*** Data ***

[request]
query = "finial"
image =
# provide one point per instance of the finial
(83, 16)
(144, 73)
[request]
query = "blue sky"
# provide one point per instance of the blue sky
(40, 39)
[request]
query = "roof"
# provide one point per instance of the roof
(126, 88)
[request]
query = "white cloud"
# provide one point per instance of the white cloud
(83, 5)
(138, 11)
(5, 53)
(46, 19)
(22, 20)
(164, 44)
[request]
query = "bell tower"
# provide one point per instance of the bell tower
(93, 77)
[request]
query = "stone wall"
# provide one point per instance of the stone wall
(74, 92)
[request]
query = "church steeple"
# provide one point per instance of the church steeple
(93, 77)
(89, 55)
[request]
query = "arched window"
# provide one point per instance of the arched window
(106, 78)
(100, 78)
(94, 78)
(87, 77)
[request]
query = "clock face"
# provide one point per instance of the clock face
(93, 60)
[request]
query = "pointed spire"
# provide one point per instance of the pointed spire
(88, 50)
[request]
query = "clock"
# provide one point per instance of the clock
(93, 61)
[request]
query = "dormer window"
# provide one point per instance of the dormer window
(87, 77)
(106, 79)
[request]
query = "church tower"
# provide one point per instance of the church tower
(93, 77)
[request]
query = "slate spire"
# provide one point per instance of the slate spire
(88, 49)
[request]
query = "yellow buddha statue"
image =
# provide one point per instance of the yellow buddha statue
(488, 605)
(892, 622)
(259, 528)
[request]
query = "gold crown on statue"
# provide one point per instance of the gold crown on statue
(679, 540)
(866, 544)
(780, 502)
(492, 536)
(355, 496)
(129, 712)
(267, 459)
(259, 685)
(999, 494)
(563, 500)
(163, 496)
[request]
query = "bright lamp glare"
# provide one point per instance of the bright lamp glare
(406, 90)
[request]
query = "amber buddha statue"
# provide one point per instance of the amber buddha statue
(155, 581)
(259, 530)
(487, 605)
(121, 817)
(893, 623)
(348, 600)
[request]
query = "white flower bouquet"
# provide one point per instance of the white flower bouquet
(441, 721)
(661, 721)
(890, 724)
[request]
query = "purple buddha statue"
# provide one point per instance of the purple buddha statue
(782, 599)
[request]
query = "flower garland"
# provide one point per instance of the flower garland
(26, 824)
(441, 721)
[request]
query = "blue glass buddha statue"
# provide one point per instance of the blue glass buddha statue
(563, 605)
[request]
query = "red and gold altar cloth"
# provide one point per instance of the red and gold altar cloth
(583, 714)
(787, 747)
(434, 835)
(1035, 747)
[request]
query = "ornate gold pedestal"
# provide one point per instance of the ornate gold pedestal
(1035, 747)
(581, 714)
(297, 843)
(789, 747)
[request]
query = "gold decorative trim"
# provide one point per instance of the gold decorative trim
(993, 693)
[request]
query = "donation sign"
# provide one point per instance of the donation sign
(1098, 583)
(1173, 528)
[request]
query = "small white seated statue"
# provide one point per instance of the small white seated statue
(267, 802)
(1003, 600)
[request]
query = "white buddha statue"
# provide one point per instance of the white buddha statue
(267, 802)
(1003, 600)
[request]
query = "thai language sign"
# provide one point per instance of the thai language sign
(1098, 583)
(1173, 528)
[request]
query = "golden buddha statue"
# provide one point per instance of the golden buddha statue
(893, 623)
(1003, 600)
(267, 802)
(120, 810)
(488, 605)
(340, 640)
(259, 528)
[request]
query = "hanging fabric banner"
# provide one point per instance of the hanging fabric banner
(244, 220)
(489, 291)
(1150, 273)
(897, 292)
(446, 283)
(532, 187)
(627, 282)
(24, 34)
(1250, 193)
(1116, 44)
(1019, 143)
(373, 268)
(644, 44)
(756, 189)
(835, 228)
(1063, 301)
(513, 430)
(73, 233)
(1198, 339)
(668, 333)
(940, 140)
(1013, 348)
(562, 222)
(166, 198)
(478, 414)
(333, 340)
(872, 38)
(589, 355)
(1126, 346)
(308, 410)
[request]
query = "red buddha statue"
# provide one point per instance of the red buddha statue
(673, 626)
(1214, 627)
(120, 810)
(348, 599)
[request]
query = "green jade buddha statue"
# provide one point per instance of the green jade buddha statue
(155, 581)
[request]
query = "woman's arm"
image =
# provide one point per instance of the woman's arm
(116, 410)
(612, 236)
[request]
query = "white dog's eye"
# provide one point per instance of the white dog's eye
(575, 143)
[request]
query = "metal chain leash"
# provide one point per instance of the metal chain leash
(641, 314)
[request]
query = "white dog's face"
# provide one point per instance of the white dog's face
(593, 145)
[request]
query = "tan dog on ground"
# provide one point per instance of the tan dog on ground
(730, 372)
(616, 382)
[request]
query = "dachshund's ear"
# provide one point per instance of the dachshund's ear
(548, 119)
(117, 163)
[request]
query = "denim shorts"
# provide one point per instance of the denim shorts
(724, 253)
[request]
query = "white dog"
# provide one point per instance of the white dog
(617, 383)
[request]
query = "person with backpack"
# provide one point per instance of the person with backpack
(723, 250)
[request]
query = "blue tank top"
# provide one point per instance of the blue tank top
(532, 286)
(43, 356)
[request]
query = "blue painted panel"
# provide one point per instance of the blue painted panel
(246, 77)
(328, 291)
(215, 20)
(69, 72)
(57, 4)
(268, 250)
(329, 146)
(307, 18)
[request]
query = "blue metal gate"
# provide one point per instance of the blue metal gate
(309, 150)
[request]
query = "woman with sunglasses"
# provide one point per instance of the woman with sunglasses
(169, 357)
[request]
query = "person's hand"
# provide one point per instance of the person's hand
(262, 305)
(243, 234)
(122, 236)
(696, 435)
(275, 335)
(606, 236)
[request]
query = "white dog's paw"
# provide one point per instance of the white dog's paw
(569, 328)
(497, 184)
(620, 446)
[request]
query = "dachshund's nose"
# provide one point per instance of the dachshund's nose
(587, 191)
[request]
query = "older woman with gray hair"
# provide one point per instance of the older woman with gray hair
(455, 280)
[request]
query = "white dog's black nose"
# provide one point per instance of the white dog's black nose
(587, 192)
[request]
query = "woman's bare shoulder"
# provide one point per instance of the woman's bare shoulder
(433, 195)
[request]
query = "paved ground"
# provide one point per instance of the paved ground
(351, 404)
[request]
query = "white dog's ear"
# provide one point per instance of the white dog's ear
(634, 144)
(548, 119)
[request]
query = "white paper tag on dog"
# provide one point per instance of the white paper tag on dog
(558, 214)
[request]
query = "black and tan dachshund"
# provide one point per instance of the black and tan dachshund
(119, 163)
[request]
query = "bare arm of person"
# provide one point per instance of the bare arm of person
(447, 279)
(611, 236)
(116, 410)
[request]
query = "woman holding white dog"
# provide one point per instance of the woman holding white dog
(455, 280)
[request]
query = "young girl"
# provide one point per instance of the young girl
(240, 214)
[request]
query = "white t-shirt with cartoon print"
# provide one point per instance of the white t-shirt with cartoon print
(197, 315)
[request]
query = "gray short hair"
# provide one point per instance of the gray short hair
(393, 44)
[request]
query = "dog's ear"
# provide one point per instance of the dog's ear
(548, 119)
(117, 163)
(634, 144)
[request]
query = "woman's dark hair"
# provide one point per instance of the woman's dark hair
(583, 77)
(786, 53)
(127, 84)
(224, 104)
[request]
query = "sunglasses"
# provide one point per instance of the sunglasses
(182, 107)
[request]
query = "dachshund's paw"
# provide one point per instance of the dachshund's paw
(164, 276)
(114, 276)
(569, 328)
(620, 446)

*** End of Data ***

> What the task asks
An exact copy of all the entries is the required answer.

> Task answer
[request]
query = "finial"
image =
# provide one point per instance of the finial
(83, 16)
(144, 73)
[request]
query = "blue sky"
# provide one point per instance of the blue sky
(40, 39)
[request]
query = "roof"
# provide one point per instance of the roof
(126, 88)
[request]
query = "white cloud"
# provide one point per instance of the white cloud
(83, 5)
(138, 11)
(5, 53)
(46, 19)
(22, 20)
(164, 44)
[request]
query = "bell tower"
# provide one point per instance of the bell tower
(93, 77)
[request]
query = "stone wall"
# provide one point per instance of the stone wall
(74, 92)
[request]
query = "church steeple"
# provide one point per instance of the church steeple
(93, 77)
(89, 55)
[request]
query = "arched window"
# provide one point per instance of the arched window
(106, 78)
(100, 78)
(94, 78)
(87, 77)
[request]
query = "clock face"
# provide one point per instance of the clock face
(93, 60)
[request]
query = "pointed spire"
# provide one point per instance of the pointed spire
(88, 50)
[request]
query = "clock"
# provide one point per instance of the clock
(93, 61)
[request]
query = "dormer window"
# provide one point per instance of the dormer window
(87, 77)
(106, 79)
[request]
query = "church tower"
# provide one point per instance of the church tower
(93, 77)
[request]
query = "slate spire"
# provide one point per instance of the slate spire
(88, 49)
[request]
query = "yellow buddha statue"
image =
# provide one point per instance of the yellow buddha statue
(488, 605)
(892, 622)
(259, 528)
[request]
query = "gold crown on statue"
# provide one point per instance of the gold crown on statue
(679, 540)
(866, 544)
(780, 502)
(492, 536)
(355, 496)
(129, 712)
(267, 459)
(259, 685)
(999, 494)
(563, 500)
(163, 496)
[request]
query = "bright lamp glare"
# provide one point per instance of the bright lamp glare
(406, 90)
[request]
query = "amber buddha statue"
# provide one point per instance of the amber buddha statue
(155, 581)
(259, 530)
(487, 605)
(121, 817)
(893, 623)
(348, 600)
[request]
query = "white flower bouquet"
# provide one point per instance of the white flower bouquet
(441, 721)
(661, 721)
(890, 724)
[request]
query = "purple buddha statue"
# provide one point per instance of the purple buddha statue
(782, 599)
[request]
query = "flower garland"
# provide one point per instance of the flower garland
(26, 824)
(441, 721)
[request]
query = "blue glass buddha statue"
# provide one point per instance of the blue glass buddha statue
(563, 605)
[request]
query = "red and gold altar cloth"
# provide one point per instance of the red and gold altar cloth
(583, 714)
(787, 747)
(434, 835)
(1035, 747)
[request]
query = "ornate gold pedestal"
# provide one point per instance of the ornate gold pedestal
(1035, 747)
(581, 714)
(297, 843)
(789, 747)
[request]
query = "gold decorative trim"
# provide one point per instance of the gold decorative trim
(993, 693)
[request]
query = "donation sign"
# provide one point per instance of the donation sign
(1098, 583)
(1173, 528)
[request]
query = "small white seated statue"
# provide one point per instance of the small white seated statue
(267, 802)
(1003, 600)
[request]
query = "white buddha statue"
# provide one point per instance of the white buddha statue
(267, 802)
(1003, 600)
[request]
query = "thai language sign"
# provide one point per instance of the thai language sign
(1098, 583)
(1173, 528)
[request]
query = "golden buddha statue"
# provide one point per instance of the golden buddha statue
(893, 623)
(1003, 600)
(267, 802)
(120, 810)
(488, 605)
(340, 640)
(259, 528)
[request]
query = "hanging fabric banner"
# provide one point per instance of the hanging fabric banner
(244, 220)
(489, 291)
(1150, 273)
(897, 292)
(446, 283)
(532, 187)
(627, 282)
(24, 34)
(1250, 193)
(1116, 44)
(1019, 143)
(373, 268)
(644, 44)
(756, 189)
(835, 228)
(1063, 301)
(513, 430)
(73, 233)
(1198, 339)
(668, 333)
(940, 140)
(1013, 348)
(562, 222)
(166, 198)
(478, 414)
(333, 340)
(872, 38)
(589, 355)
(1126, 346)
(308, 410)
[request]
query = "red buddha statue"
# provide one point per instance of the red buddha statue
(673, 626)
(1214, 627)
(120, 810)
(348, 599)
[request]
query = "green jade buddha statue"
# provide one point per instance of the green jade buddha statue
(155, 581)
[request]
query = "woman's arm"
image =
# provide one point per instance of the woman's arm
(116, 410)
(612, 236)
[request]
query = "white dog's eye"
# provide one point per instance of the white dog's eye
(575, 143)
[request]
query = "metal chain leash"
# provide one point per instance of the metal chain leash
(641, 314)
[request]
query = "white dog's face"
# provide one point per instance of the white dog's face
(593, 145)
[request]
query = "tan dog on ground"
# provide one point per instance of the tan dog on ground
(730, 372)
(616, 382)
[request]
query = "dachshund's ear"
# provide one point per instance of the dachshund's ear
(548, 119)
(117, 163)
[request]
query = "denim shorts"
# provide one point per instance of the denim shorts
(724, 253)
[request]
query = "white dog"
# provide one point per instance of the white dog
(617, 383)
[request]
query = "person with backpack"
# provide one point per instance of the person with backpack
(723, 250)
[request]
query = "blue tank top"
# provide one point per instance of the blue tank top
(532, 286)
(43, 356)
[request]
query = "blue painted panel"
# provide one point per instance of the blue painted panel
(246, 77)
(328, 291)
(215, 20)
(69, 72)
(57, 4)
(268, 250)
(329, 146)
(307, 18)
[request]
query = "blue metal gate"
# provide one point per instance of the blue metal gate
(309, 150)
[request]
query = "woman with sunglasses"
# provide one point per instance of the woman with sunglasses
(169, 357)
[request]
query = "person's hand"
# provide one point per instance of the person's hand
(262, 305)
(243, 234)
(122, 236)
(696, 435)
(275, 335)
(606, 236)
[request]
query = "white dog's paw"
# provide one point per instance of the white dog's paw
(569, 328)
(497, 184)
(620, 446)
[request]
query = "dachshund's nose"
# provide one point per instance of the dachshund's nose
(587, 191)
[request]
query = "older woman with gray hair"
# provide one point per instance of the older woman with gray hair
(455, 280)
[request]
query = "white dog's black nose"
# provide one point per instance of the white dog's black nose
(587, 192)
[request]
query = "woman's bare shoulder"
# provide one point per instance of the woman's bare shoulder
(433, 195)
[request]
query = "paved ground"
# provide one point per instance of the paved ground
(351, 404)
[request]
query = "white dog's ear"
# provide one point per instance of the white dog's ear
(634, 144)
(548, 119)
[request]
query = "white paper tag on dog"
# provide one point per instance of the white paper tag on dog
(558, 214)
[request]
query = "black and tan dachshund"
# provide one point per instance of the black and tan dachshund
(119, 163)
[request]
query = "bare arm of person"
# provide one point per instance of the bare arm of person
(447, 279)
(611, 236)
(116, 410)
[request]
query = "woman holding white dog"
# provide one point per instance of the woman holding white dog
(455, 280)
[request]
query = "young girl"
# provide one point per instance of the young girl
(240, 214)
[request]
query = "white t-shirt with cartoon print"
# provide one point per instance of the white t-shirt with cartoon print
(197, 315)
[request]
query = "gray short hair"
# provide one point per instance of the gray short hair
(393, 44)
[request]
query = "dog's ear"
# provide one point per instance of the dog's ear
(548, 119)
(117, 163)
(634, 144)
[request]
query = "woman's dark hair"
# provide one point per instance of the woman's dark hair
(583, 77)
(786, 53)
(127, 84)
(224, 104)
[request]
query = "sunglasses"
# provide one point per instance of the sunglasses
(182, 107)
[request]
query = "dachshund's paw"
# provide one point per instance of the dachshund's paw
(164, 276)
(114, 276)
(569, 328)
(620, 446)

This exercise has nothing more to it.